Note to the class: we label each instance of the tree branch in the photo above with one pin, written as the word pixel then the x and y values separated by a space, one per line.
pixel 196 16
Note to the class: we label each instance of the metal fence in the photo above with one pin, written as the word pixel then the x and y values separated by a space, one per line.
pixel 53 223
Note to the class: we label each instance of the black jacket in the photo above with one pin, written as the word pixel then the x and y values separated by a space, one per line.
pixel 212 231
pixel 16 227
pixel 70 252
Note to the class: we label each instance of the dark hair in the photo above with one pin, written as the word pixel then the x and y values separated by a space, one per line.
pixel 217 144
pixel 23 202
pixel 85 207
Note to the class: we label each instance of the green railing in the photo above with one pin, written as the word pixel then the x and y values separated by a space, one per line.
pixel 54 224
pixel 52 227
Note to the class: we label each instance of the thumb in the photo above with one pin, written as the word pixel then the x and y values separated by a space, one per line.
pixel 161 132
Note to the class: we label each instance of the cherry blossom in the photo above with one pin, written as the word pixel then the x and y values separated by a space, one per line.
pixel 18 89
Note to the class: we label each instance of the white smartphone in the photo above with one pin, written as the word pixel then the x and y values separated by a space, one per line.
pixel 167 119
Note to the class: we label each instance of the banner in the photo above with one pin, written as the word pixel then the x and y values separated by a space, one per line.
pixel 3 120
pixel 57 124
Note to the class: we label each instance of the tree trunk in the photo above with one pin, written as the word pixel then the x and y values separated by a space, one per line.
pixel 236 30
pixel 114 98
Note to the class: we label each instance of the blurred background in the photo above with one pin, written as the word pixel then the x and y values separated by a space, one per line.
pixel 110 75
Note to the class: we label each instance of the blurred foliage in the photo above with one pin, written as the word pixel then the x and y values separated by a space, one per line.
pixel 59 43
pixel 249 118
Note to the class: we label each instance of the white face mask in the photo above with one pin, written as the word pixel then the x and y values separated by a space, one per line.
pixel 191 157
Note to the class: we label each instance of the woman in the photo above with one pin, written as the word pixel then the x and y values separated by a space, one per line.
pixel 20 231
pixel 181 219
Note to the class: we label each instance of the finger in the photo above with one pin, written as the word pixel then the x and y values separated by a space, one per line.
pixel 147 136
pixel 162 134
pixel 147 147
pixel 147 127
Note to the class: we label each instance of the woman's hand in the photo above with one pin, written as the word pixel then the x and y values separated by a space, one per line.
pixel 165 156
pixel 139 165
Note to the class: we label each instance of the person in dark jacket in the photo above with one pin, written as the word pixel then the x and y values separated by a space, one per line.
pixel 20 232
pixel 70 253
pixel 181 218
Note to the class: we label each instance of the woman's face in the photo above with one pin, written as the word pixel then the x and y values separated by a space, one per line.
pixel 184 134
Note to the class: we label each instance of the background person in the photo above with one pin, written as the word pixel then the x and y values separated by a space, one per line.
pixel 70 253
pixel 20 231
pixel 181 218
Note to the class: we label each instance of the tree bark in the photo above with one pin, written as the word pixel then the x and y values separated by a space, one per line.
○ ○ ○ ○ ○
Write the data out again, verbatim.

Note to the class: we label each instance of the tree branch in the photo above with one pin, written as the word pixel then the x and y values separated by a space, one per line.
pixel 196 16
Note to the class: we label each instance of the metal fence in the photo above with one pin, written as the word pixel then the x and y values separated by a space, one per line.
pixel 53 223
Note to the class: we label each instance of the black jacket in the photo above with one pin, written as the word pixel then the x and y values separated by a space, one per line.
pixel 212 231
pixel 16 227
pixel 70 252
Note to the class: we label each instance of the dark hair in the photo above with one pin, written as the word pixel then the x and y values separated by a space, one per line.
pixel 217 144
pixel 23 202
pixel 85 207
Note to the class: we label each instance of the green railing in the photo above with one pin, written as the word pixel then the x and y values separated by a space, one per line.
pixel 54 224
pixel 52 227
Note to the class: we label each instance of the thumb in the photo above with one pin, written as the word pixel then the x and y values separated by a space, one per line.
pixel 161 132
Note to the class: we label each instance of the cherry blossom in the photo above with one pin, written as the word pixel then the x and y values separated by a space, one per line.
pixel 18 89
Note to the class: we label each instance of the white smartphone in the photo above with one pin, written as the word pixel then the x and y values separated by a space, one per line.
pixel 167 119
Note to the class: we label each instance of the banner in the photo above with one pin, written as the word pixel then the x and y values separated by a space, one per line.
pixel 3 120
pixel 57 124
Note to the class: we label each instance of the tree trunk in the photo above with one pin, written as the word pixel then the x and y values separated by a space, one per line.
pixel 236 30
pixel 114 98
Note to the class: we label each instance of the blurred background in the photo above with one pin, written as the word pixel then the x and y values separated by a space, one per line.
pixel 110 75
Note to the class: we label each instance of the blurred foliage in the photo above with one pin, written as the word pixel then the x and y values separated by a space, one per line.
pixel 59 43
pixel 249 118
Note to the class: we label each instance of the white face mask in the photo above with one pin, written as the word pixel then the x and y values separated by a space, one per line.
pixel 191 157
Note to the class: we label each instance of the woman in the photo above with one pin, written as the word pixel then the x and y values separated by a space, one per line.
pixel 20 231
pixel 181 219
Note to the class: we label each instance of the finger in the photo above with one pin, written as the word pixel then the x and y values separated by a space, one per line.
pixel 147 136
pixel 162 134
pixel 147 147
pixel 147 127
Note to the class: we label each instance of the woman's hand in the photo above with one pin, written as the word pixel then the x and y values separated by a space, one per line.
pixel 165 156
pixel 139 165
Note to the class: we label each instance of the person in dark jacket in the photo above with one pin, written as the word pixel then the x and y values separated by a space, one per line.
pixel 20 232
pixel 70 253
pixel 181 218
Note to the class: we label each instance of the woman's face in the photo above with one pin, written as the word pixel then the x and y values separated by a space, one per line.
pixel 184 134
Note to the class: we label each instance of the background person in the photo above with one pin, written as the word pixel then the x and y values separated by a space, one per line.
pixel 70 253
pixel 20 231
pixel 181 218
Note to the class: we label each instance of the tree bark in the photo above with one pin, written as the word pixel then the x and y values separated by a space, one per line.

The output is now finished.